** START OF DATASET RECORDS **
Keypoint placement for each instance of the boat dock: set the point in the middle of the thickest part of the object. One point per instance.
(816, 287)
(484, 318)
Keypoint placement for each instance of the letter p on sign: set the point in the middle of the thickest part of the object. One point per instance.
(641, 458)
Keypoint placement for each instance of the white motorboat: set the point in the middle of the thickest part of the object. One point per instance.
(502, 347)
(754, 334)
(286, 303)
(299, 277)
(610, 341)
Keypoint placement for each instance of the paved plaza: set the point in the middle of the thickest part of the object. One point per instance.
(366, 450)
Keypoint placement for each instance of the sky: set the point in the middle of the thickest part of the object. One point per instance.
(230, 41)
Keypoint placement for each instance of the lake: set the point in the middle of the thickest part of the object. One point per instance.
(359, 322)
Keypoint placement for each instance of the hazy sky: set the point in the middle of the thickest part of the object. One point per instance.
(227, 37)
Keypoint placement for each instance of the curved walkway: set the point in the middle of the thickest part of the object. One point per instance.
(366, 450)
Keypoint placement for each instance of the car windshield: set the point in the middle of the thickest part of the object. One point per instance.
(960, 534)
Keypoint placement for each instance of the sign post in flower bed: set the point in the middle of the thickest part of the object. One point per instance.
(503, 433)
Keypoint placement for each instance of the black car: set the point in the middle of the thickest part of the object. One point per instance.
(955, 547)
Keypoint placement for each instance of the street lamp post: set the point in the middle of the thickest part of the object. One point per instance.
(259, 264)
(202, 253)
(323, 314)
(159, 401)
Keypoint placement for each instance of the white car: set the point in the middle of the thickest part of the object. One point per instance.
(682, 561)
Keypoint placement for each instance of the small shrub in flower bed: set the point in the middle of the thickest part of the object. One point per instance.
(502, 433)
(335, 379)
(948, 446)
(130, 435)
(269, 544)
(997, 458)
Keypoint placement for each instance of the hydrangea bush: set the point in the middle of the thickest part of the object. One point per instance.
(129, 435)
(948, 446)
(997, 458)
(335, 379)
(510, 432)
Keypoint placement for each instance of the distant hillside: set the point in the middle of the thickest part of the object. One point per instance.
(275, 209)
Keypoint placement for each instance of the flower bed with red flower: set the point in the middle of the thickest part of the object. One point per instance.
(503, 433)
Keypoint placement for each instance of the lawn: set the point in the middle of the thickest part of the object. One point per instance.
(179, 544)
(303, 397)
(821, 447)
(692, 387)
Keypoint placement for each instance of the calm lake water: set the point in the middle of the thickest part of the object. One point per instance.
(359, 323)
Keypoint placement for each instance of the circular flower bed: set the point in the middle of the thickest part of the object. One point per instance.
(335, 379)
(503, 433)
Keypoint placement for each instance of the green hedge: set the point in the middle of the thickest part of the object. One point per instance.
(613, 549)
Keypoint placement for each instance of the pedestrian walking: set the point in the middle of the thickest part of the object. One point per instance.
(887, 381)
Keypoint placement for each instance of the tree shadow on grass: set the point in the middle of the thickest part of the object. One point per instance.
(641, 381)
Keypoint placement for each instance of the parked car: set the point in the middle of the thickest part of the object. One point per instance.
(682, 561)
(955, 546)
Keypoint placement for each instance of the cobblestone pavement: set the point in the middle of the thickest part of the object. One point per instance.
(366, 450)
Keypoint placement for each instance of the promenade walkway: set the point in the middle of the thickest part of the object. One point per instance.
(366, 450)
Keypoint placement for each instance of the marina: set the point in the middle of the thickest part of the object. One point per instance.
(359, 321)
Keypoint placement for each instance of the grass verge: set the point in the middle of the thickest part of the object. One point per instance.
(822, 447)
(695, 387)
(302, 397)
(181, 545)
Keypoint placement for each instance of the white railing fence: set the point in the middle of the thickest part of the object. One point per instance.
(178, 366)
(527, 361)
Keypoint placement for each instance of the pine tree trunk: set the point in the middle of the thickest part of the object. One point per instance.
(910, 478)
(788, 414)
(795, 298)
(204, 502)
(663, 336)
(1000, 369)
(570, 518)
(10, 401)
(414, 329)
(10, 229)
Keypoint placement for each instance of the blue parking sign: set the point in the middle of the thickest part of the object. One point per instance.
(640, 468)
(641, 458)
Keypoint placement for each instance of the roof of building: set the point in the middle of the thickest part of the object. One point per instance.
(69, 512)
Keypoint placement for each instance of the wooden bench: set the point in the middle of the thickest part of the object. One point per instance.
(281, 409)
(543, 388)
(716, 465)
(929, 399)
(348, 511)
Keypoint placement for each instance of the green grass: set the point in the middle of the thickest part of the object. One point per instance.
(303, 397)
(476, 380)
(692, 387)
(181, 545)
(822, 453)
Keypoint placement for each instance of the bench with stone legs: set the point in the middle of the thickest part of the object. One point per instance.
** END OF DATASET RECORDS **
### WHAT THE TASK ASKS
Retype every one of the items above, keeping each line identical to its original.

### TASK OUTPUT
Keypoint placement for each instance of the boat dock: set the point in the middle of the thickest part of the object. One point per instance.
(816, 287)
(484, 318)
Keypoint placement for each instance of the letter p on sign: set the point in the middle of the thickest part of the object. One point per instance.
(641, 458)
Keypoint placement for each instance of the white motorboat: set the point in the middle of the thickest part of the object. One point per instance.
(502, 347)
(754, 334)
(286, 303)
(299, 277)
(610, 341)
Keypoint placement for each instance of the paved plaza: set the point in the middle of the thickest part of the object. One point per instance.
(366, 450)
Keypoint placement for each instance of the sky: set the point in the middle of the thickest part of the object. One point per instance.
(230, 41)
Keypoint placement for each instance of the lake: set the point in the middle of the thickest part of the object. One point per instance.
(359, 322)
Keypoint placement for each instance of the hazy sky: set the point in the middle of the thickest part of the object. One point per instance.
(227, 37)
Keypoint placement for each instance of the curved walkway: set the point in the middle of the thickest part of the object. One point per instance.
(366, 450)
Keypoint placement for each instance of the car windshield: set the point in the middle of the thickest part of the object. One point per instance.
(960, 534)
Keypoint placement for each instance of the sign post in flower bed: set the point in the middle of the thickest part of the object. One point per instance.
(503, 433)
Keypoint placement for each instance of the black car: set the point in the middle of the thickest part of the object. One point per instance.
(955, 547)
Keypoint placement for each instance of the street lamp post: set the point in the middle of the thickest part of the object. One point per instance.
(259, 264)
(202, 253)
(323, 314)
(159, 401)
Keypoint placement for each instance of the white car: set the point in the middle of the thickest part of the object. One point per instance.
(682, 561)
Keypoint placement for each instance of the small shrub in flower bed: set the point in the middle of the thickest part of the object. One point per instance.
(502, 433)
(335, 379)
(948, 446)
(130, 435)
(269, 544)
(997, 458)
Keypoint placement for each instance of the hydrangea bush: set the point in the middle of the thickest part of the object. One point per instance.
(129, 435)
(948, 446)
(997, 458)
(335, 379)
(510, 432)
Keypoint placement for each instance of the distant hillside: set the point in the middle of the thickest part of the object. One point per instance.
(275, 209)
Keypoint placement for each instance of the flower bed with red flower: set the point in the middle of the thickest part of the object. One point per instance.
(503, 433)
Keypoint placement for each instance of the lawn: set the point in the middle of the thickest part of the object. One point per instance.
(179, 544)
(303, 397)
(821, 447)
(692, 387)
Keypoint placement for each instance of the calm lake water: set the point in the middle of the thickest part of the object. One point per instance.
(359, 323)
Keypoint placement for each instance of the circular flower bed: set the point in the middle of the thickest part of the object. One point per instance.
(335, 379)
(503, 433)
Keypoint placement for each instance of the green hedge: set the point in the middle of the thickest part of the object. One point per instance.
(613, 549)
Keypoint placement for each instance of the pedestrian walking: set the point in the middle of the thickest part of the object. One point per instance.
(887, 381)
Keypoint placement for each instance of the tree shadow on grass: set the point in the middle of the thickest part of the object. One point per instance.
(641, 381)
Keypoint placement for each instance of the parked car: set the point in the middle of the thickest part of the object. One point per instance.
(682, 561)
(955, 546)
Keypoint placement for each instance of the cobblestone pavement: set the point in the middle of the thickest part of the object. One point per instance.
(366, 450)
Keypoint placement for each instance of the promenade walkway: set the point in the middle of the thickest part of the object. One point per instance.
(366, 450)
Keypoint placement for each instance of the marina: set the point in the middle of the thickest part of the object. One point per instance.
(359, 321)
Keypoint placement for each instance of the grass verge: set the point in the middle of the thickest part of the object. One point per instance.
(822, 447)
(695, 387)
(302, 397)
(181, 545)
Keypoint placement for each instance of the white railing fence: set the point in the middle of the thickest part of the object. One point per instance.
(178, 366)
(527, 361)
Keypoint placement for each instance of the pine tree trunk: set the point in the middle of the thickest part of the object. One point per instance.
(910, 478)
(788, 414)
(795, 298)
(204, 502)
(663, 336)
(1000, 369)
(570, 518)
(10, 401)
(414, 329)
(10, 229)
Keypoint placement for each instance of the blue parking sign: set the point in the middle of the thickest part of the object. One point per instance.
(640, 468)
(641, 458)
Keypoint placement for each instance of the roof of building: set the point in the middle of the thickest part of the object. One point per instance.
(69, 512)
Keypoint placement for each instance of the wooden bench: set the point in the middle of the thickest part of the object. One point per instance.
(281, 409)
(543, 388)
(716, 465)
(929, 399)
(348, 511)
Keypoint placement for each instance of the green grass: set the point in the middle of the thickest part of the object. One point per instance.
(303, 397)
(476, 380)
(692, 387)
(181, 545)
(822, 453)
Keypoint placement for each instance of the bench with stone legs: set the point in the middle of the thickest part of the object. One point per instance.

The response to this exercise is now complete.